Intervention de Ariel Turpin

Réunion du jeudi 10 décembre 2020 à 9h30
Mission d'information sur le thème « bâtir et promouvoir une souveraineté numérique nationale et européenne »

Ariel Turpin, délégué général de l'AVICCA :

Le problème de communication sur la 5G est en cours de règlement puisque tous se mettent à faire de la pédagogie. C'est très bien et nous soutenons à fond ces actions essentielles.

Cela dit, l'ARCEP avait publié dès 2017 un livre blanc de la 5G. Des consultations avaient été faites mais avaient obtenu très peu de réponses. La communication a ensuite été assez maladroite, avec une approche assez techniciste. Je me souviens d'un propos très maladroit du président de l'ARCEP qui disait que la 5G sera moins nocive que la 4G grâce au beamforming, le filtrage spatial mais cela sous-entendait que la 4G est nocive.

Nous avons aussi un problème de calendrier avec les décisions de l'Agence nationale de sécurité sanitaire de l'alimentation, de l'environnement et du travail (ANSES) que nous n'avons pas encore sur la bande des 26 gigahertz. Tout ceci crée une atmosphère qui permet à certaines actions locales de prendre corps et forme de manière assez virulente. Nous observons que l'opposition se situe plutôt dans les villes, tandis que les destructions sont plutôt dans les campagnes. Ce sont donc ceux qui en ont le plus besoin et qui ne sont pas forcément les plus opposés qui sont les premières victimes. Lorsqu'une antenne saute en ville, d'autres prennent le relais tandis que, à la campagne, ce sont souvent plusieurs villages qui sont ainsi mis dans le noir.

Entrées contenues dans un jeu de données:
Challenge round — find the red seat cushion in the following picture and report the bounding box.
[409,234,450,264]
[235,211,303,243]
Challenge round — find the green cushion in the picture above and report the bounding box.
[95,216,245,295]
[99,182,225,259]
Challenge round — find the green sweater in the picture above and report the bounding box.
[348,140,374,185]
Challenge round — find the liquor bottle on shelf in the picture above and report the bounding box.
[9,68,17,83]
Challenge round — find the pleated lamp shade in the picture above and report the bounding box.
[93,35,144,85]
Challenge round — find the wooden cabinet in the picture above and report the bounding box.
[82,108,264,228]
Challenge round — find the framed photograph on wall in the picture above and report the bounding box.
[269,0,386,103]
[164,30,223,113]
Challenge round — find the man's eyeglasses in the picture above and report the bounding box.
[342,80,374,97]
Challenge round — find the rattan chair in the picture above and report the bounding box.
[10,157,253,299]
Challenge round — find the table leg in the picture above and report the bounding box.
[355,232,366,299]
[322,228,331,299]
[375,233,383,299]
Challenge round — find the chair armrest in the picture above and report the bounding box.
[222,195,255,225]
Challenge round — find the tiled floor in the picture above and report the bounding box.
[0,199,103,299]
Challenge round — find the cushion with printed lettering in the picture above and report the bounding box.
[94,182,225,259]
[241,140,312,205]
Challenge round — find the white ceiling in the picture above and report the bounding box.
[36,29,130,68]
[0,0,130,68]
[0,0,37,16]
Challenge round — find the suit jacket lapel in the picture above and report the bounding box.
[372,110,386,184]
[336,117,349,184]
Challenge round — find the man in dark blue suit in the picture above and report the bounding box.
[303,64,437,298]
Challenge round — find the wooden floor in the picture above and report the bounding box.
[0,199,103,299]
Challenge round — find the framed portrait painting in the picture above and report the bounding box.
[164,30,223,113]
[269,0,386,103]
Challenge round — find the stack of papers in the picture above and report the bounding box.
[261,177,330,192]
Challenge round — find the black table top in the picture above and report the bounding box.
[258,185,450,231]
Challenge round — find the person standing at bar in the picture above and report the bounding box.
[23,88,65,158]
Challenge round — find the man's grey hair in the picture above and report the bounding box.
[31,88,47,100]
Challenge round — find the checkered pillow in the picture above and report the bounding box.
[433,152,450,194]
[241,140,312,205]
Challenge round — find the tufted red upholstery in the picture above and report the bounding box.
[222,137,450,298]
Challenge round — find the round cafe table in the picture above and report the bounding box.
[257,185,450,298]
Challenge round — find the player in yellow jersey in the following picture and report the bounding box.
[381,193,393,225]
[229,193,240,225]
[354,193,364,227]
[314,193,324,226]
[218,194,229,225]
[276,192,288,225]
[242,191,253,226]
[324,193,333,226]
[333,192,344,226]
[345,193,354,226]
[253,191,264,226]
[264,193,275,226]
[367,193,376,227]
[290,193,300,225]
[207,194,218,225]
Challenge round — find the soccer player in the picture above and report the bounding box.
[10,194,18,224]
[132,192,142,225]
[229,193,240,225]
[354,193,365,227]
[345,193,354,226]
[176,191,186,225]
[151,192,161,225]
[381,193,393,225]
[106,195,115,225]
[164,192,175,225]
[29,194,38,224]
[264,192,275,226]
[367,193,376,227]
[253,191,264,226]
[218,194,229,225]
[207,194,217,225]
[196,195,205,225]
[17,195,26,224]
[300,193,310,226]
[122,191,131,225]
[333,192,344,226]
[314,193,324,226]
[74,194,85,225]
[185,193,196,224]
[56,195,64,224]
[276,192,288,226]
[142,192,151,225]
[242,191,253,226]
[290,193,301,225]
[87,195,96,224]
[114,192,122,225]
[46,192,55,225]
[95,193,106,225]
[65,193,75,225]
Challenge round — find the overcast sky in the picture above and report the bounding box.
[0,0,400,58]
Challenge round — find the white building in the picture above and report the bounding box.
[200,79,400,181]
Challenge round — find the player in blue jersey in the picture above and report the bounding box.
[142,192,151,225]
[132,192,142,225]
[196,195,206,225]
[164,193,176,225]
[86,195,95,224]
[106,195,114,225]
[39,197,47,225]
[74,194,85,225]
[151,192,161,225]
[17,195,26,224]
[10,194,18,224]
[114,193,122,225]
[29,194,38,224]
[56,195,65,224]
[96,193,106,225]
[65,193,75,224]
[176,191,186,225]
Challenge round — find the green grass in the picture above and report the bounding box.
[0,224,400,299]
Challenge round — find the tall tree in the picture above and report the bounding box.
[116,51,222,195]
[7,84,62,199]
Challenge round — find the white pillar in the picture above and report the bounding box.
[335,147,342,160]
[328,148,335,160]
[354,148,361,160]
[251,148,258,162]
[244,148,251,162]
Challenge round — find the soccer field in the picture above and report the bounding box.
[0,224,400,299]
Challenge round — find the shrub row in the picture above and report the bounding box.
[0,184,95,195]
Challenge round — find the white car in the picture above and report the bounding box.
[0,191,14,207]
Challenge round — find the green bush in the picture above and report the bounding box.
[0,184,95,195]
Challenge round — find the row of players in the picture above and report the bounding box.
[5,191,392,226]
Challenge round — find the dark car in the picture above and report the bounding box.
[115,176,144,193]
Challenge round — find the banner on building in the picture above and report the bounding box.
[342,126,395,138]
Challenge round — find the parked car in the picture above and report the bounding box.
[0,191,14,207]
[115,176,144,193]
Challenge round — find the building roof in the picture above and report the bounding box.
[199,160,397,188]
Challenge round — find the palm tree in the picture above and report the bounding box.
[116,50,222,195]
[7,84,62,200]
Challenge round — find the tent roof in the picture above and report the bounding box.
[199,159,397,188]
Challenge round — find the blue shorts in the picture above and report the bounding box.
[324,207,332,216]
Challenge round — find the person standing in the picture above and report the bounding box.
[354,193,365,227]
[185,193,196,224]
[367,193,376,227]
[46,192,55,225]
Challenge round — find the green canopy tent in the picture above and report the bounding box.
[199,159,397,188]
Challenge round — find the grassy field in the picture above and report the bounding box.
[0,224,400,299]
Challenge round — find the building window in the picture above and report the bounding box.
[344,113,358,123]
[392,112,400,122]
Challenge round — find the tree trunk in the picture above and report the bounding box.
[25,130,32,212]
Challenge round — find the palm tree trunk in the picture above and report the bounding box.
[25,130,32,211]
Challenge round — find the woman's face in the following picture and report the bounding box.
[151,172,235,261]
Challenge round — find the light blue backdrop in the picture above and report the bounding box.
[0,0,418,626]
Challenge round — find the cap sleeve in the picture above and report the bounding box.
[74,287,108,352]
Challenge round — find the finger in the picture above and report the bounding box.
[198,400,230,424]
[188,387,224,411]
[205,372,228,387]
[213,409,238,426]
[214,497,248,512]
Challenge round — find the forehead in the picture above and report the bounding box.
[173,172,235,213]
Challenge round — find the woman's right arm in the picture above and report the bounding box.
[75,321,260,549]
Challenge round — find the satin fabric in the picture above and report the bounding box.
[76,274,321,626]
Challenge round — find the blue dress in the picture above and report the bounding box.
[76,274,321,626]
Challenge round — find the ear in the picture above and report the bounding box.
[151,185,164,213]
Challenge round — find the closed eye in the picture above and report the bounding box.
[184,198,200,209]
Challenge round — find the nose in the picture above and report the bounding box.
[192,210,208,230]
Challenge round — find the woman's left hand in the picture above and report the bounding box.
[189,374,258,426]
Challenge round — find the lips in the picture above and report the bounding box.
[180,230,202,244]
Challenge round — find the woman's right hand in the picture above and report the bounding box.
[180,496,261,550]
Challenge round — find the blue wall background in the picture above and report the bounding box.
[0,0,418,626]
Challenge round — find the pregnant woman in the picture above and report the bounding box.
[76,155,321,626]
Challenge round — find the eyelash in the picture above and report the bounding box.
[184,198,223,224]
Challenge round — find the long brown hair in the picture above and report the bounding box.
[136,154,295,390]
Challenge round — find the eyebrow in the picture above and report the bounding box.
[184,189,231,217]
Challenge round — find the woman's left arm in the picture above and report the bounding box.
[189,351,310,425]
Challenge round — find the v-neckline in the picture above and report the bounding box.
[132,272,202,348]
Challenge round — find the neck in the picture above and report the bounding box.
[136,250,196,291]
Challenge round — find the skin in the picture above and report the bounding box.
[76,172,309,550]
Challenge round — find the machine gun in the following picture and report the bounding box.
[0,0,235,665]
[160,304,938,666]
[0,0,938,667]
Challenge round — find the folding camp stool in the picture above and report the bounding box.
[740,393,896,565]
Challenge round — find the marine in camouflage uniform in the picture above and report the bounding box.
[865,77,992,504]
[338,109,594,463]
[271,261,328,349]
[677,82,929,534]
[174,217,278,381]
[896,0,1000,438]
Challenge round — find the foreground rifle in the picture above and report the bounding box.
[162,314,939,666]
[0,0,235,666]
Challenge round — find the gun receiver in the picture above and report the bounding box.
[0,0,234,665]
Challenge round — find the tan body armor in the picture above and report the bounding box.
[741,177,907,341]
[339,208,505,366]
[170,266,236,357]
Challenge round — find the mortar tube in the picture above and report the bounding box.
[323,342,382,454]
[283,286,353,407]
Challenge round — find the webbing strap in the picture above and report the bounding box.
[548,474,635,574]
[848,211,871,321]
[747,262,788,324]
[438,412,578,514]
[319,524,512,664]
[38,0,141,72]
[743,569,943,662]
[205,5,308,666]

- **VOS TÂCHES**:
A - D'après l'intervention sur la 5G, en quelle année l'ARCEP a-t-elle publié un livre blanc de la 5G ?
B - Poursuivez, s'il vous plaît, l'intervention sur la 5G à partir de l'endroit où elle s'arrête.
Les entrées ne jouent ici aucun rôle.

- **RÉPONSES PAR TÂCHE**:
A - En 2017.

B -
L'arrivée de la 5G a un impact négatif sur le déploiement du « New Deal » et de la 4G. En effet, même lorsque les élus et les habitants étaient très favorables à l'arrivée de la 4G, nous constatons une réactivation des oppositions et des associations locales qui rend compliqué même le développement de la 4G. Nous avons donc une relative opposition entre ceux qui ont absolument besoin d'avoir une couverture mobile et ceux qui veulent à tout prix la refuser.

L'AVICCA ne se positionne pas sur le sujet des ondes, d'abord parce que la bande des 3,5 gigahertz qui vient d'être attribuée était la bande des collectivités. Nous avons été proprement – ce n'est pas péjoratif – expropriés de cette bande de fréquences par l'ARCEP, avec les délais utiles, des moyens financiers pour migrer vers d'autres fréquences. Cette bande n'est pas devenue nocive du fait de ne plus être confiée aux opérateurs publics et d'être confiée aux opérateurs privés. Nous ne parlons donc pas de la partie ondes.

Nous travaillons plutôt avec nos adhérents sur la pédagogie concernant les usages de la 5G, sur le déploiement équilibré entre zones rurales et urbaines. Si cette technologie n'est qu'urbaine, les gens verront se réactiver le spectre de l'absence de couverture 4G. Aujourd'hui, nous avons des oppositions et, demain, nous verrons des manifestations parce que la 5G n'est toujours pas arrivée, que c'est un scandale, que le maire et le conseiller départemental ne font rien, que nous ne nous occupons que des villes…

Nous étudions aussi l'impact environnemental, la consommation. Nous nous interrogeons pour savoir s'il faut arrêter certaines bandes de fréquences, s'il faut migrer en 5G certaines bandes actuellement utilisées en 3G. Je ne parle pas d'arrêter la technologie mais d'arrêter certaines bandes de fréquences à cause d'un rapport entre le nombre de gigabits transportés et la consommation énergétique très variable d'une technologie à l'autre.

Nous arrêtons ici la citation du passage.